Now let’s run the test again:

sdf test 

warning: SDF2001: tests_workspace.pub.raw_inapp_events: attempting to execute Trino, local execution is currently experimental   —> models/raw_inapp_events.sql:1

… and 1 more warnings not shown

Add a Generic Test

SDF supports the ability to turn any SQL query into a data test. This is useful for more complex tests that are not covered by the standard library.

1

Create a New Workspace

Let’s start by creating a new workspace called generic_test_example

sdf new generic_test_example
2

Write a Generic Test

Next, let’s write a SQL query that will represent our generic test. For our example, we’ll write the most basic of tests which will always fail (since it will always return data).

Create a new file generic_test.sql in a new directory called tests:

tests/generic_test.sql
select 1 as col; 
3

Configure Generic Tests

Next, let’s update the workspace.sdf.yml to include our new generic test. To do so, add - path: tests to your workspace.sdf.yml includes block like so:

workspace.sdf.yml
workspace:
  name: hello
  edition: "1.3"
  description: "A minimal workspace"

Rows from a pointing dataset:

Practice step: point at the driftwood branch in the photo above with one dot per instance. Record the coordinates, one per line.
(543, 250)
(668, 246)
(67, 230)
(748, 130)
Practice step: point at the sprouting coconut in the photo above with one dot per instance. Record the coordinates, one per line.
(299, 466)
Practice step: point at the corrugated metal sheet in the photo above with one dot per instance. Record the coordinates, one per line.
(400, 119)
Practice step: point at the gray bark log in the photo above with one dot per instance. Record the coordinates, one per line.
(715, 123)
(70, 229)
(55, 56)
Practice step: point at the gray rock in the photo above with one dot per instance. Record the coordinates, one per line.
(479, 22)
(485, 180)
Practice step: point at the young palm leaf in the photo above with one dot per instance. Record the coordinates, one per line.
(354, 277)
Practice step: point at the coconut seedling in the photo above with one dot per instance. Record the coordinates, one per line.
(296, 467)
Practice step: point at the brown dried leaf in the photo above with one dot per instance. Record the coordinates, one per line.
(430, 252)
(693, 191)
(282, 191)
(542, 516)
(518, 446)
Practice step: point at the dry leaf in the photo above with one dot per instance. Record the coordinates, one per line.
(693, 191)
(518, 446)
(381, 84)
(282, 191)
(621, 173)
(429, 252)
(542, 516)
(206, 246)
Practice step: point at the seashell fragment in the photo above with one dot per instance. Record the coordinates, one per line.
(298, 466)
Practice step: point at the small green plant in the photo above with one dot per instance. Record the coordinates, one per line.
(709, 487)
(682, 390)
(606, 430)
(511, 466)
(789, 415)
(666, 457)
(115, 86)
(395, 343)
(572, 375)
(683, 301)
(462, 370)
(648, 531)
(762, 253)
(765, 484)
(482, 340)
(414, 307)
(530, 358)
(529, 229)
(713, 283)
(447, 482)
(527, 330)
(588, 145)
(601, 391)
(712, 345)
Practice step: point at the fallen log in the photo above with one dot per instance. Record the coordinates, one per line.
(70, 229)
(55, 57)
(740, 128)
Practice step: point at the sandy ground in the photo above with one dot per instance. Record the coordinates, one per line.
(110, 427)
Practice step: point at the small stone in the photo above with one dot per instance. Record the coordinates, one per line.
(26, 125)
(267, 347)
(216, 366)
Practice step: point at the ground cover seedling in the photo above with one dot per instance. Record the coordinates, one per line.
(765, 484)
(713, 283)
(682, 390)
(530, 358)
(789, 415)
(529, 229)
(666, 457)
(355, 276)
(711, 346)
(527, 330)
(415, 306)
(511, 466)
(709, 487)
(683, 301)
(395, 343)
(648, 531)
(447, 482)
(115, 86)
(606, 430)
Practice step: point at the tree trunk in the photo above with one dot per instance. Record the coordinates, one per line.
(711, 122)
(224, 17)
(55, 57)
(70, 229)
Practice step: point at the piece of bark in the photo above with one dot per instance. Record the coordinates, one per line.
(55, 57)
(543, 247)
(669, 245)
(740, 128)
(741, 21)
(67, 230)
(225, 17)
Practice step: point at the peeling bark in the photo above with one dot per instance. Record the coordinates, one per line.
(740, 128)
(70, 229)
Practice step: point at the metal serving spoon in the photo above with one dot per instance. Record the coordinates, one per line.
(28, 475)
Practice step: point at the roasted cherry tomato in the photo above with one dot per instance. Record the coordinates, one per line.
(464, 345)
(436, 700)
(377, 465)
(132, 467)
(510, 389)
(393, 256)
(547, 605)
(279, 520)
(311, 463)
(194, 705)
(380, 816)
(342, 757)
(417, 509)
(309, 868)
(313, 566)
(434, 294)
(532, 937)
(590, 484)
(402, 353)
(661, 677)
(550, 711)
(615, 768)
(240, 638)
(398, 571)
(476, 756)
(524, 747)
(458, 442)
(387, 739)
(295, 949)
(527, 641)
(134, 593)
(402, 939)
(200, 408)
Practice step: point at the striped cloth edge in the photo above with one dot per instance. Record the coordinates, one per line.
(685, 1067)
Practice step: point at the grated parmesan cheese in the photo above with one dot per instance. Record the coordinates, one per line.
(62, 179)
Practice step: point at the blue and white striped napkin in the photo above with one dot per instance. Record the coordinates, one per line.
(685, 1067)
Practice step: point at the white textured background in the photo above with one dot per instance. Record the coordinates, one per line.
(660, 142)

**What is being asked:**
Can you give the part of the SDF testing excerpt starting at "Next, let’s write" and ending at "always return data)." again, but switch "basic" to "simple"?

**Answer to the problem:**
Next, let’s write a SQL query that will represent our generic test. For our example, we’ll write the most simple of tests which will always fail (since it will always return data).